Reproduce the article on American car buyers and gas prices below, word for word and in full.

**TEXT SECTION**
⟨
Summary of this article: Gas is at $2 a gallon and sales of gas-guzzling vehicles is back up. Its a nice reminder that no one learns any lessons, and we'll be back to hearing people complaining about not having enough money to fill their monsters soon enough.


American car buyers get a case of amnesia
When gas prices take a breather, consumers' common sense takes a hike.
FORTUNE Magazine
By Alex Taylor III, Fortune senior editor
November 2 2006: 12:11 PM EST

NEW YORK (Fortune) -- Who can remember all the way back to last summer, when we had daylight-saving-time, baseball and $3 a gallon gasoline prices?

Not American car buyers, apparently, and you can see the evidence in the results of October auto sales.

Sales of big pickup trucks and SUVs went through the roof - doubling from the year before in some cases. Sales of small, fuel-efficient cars, meanwhile, remained stagnant. It is as if all that moaning and groaning about price gouging by oil companies never happened.

Actually, it is worse than that. American consumers have reinforced all the stereotypes they are labeled with: short attention spans, lack of social consciousness and thinking with their wallets.

Does anyone seriously believe that having once spiked up to $3 with very little provocation, gasoline prices won't do it again? Have they forgotten about the ongoing instability in the Middle East? And have they stopped caring about traffic density, scarce resources or global warming? And if they haven't, why aren't they exercising better sense in their vehicle preferences?
Homegrowns

General Motors' (Charts) customers get the ostrich award for sticking their heads in the sand. They drove up sales of hulking Chevy Tahoes and Suburbans, and Cadillac Escalades in October to double and triple the rates of a year ago. At the same time, they walked away from economical Chevy Aveos and Cobalts, sending sales of those vehicles down 31 percent and 43 percent respectively. "GM's truck business was boosted by lower fuel prices," sales and marketing boss Mark LaNeve explains. Apparently so.
⟩
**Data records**
⟨
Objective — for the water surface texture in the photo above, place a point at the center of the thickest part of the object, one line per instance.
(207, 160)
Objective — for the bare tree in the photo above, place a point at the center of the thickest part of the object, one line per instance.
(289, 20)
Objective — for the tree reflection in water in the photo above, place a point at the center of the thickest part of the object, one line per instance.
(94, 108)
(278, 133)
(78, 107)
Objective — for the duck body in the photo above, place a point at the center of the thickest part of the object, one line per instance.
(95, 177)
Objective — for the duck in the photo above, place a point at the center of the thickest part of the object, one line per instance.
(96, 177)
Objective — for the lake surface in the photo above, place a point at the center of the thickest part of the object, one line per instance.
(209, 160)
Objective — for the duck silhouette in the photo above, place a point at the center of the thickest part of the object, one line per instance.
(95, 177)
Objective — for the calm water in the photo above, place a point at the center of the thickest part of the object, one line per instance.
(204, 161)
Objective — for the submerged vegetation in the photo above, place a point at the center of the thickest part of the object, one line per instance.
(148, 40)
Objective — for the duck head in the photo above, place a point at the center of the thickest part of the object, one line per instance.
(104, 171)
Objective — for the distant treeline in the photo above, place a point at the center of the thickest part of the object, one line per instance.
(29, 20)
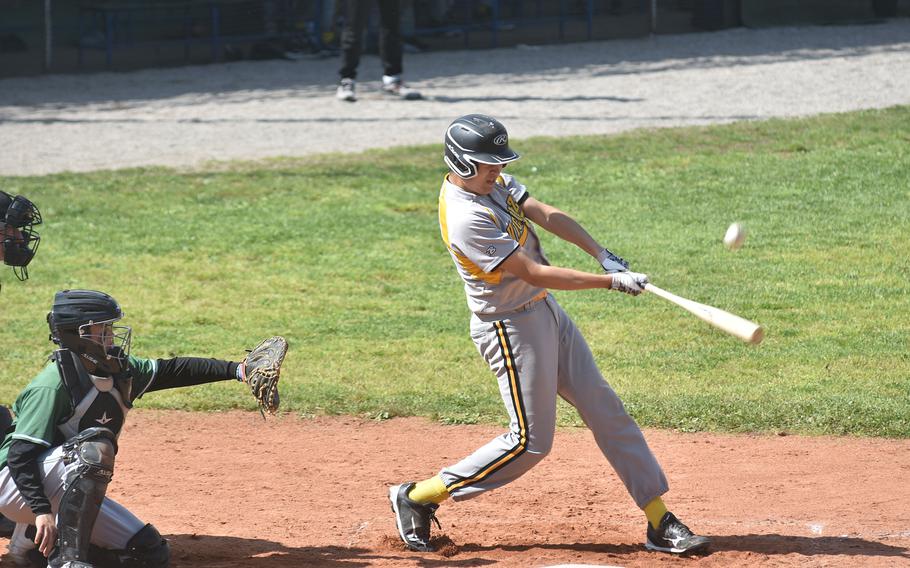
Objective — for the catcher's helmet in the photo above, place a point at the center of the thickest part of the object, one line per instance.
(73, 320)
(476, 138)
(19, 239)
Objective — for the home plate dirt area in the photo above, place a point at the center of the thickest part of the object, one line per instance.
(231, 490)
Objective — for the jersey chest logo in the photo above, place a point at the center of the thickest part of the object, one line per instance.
⟩
**SOLUTION FOR THIS PROBLEM**
Summary of this article: Gas is at $2 a gallon and sales of gas-guzzling vehicles is back up. Its a nice reminder that no one learns any lessons, and we'll be back to hearing people complaining about not having enough money to fill their monsters soon enough.


American car buyers get a case of amnesia
When gas prices take a breather, consumers' common sense takes a hike.
FORTUNE Magazine
By Alex Taylor III, Fortune senior editor
November 2 2006: 12:11 PM EST

NEW YORK (Fortune) -- Who can remember all the way back to last summer, when we had daylight-saving-time, baseball and $3 a gallon gasoline prices?

Not American car buyers, apparently, and you can see the evidence in the results of October auto sales.

Sales of big pickup trucks and SUVs went through the roof - doubling from the year before in some cases. Sales of small, fuel-efficient cars, meanwhile, remained stagnant. It is as if all that moaning and groaning about price gouging by oil companies never happened.

Actually, it is worse than that. American consumers have reinforced all the stereotypes they are labeled with: short attention spans, lack of social consciousness and thinking with their wallets.

Does anyone seriously believe that having once spiked up to $3 with very little provocation, gasoline prices won't do it again? Have they forgotten about the ongoing instability in the Middle East? And have they stopped caring about traffic density, scarce resources or global warming? And if they haven't, why aren't they exercising better sense in their vehicle preferences?
Homegrowns

General Motors' (Charts) customers get the ostrich award for sticking their heads in the sand. They drove up sales of hulking Chevy Tahoes and Suburbans, and Cadillac Escalades in October to double and triple the rates of a year ago. At the same time, they walked away from economical Chevy Aveos and Cobalts, sending sales of those vehicles down 31 percent and 43 percent respectively. "GM's truck business was boosted by lower fuel prices," sales and marketing boss Mark LaNeve explains. Apparently so.